**RECORDS SUPPLIED:**

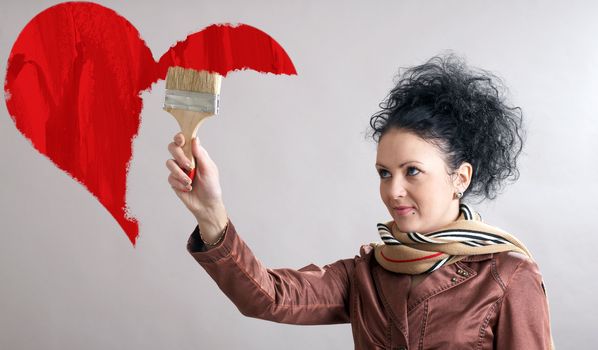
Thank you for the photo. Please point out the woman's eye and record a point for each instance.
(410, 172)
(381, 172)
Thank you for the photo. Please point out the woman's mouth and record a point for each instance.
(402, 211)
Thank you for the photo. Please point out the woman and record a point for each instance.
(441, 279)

---

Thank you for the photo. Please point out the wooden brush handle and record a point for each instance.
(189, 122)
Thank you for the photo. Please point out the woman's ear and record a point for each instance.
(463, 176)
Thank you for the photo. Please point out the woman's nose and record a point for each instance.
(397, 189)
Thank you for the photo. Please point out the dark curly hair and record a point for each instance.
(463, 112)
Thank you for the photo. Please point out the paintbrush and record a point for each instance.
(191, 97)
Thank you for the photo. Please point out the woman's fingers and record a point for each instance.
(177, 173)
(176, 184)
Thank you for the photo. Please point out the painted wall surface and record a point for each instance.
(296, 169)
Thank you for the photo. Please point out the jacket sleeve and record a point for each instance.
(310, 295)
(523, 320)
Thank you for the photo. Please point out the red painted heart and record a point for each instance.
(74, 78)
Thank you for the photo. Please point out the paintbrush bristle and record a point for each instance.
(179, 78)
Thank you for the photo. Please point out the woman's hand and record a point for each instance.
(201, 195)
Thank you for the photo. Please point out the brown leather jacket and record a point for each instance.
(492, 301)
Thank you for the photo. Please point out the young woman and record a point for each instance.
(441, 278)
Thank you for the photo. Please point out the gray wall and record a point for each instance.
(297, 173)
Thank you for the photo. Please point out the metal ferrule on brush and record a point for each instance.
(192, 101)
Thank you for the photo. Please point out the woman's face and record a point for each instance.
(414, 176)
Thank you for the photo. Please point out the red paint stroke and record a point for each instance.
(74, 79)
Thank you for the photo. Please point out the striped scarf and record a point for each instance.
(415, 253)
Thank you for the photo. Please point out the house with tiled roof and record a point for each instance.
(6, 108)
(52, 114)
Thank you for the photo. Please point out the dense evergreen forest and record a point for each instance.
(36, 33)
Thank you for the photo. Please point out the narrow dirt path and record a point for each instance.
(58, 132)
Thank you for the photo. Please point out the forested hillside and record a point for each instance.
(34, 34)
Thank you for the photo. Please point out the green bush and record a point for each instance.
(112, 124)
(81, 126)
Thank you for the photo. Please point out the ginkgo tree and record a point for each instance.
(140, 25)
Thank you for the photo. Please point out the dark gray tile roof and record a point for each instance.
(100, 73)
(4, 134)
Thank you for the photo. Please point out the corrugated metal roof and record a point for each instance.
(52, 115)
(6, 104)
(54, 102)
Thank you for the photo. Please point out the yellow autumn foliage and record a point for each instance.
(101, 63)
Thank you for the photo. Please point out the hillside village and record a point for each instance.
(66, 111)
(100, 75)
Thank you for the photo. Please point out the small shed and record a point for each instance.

**THE PROBLEM:** Count the lines in the material above that contain the string "gray". Reply with the number alone.

**SOLUTION TO THE PROBLEM:** 2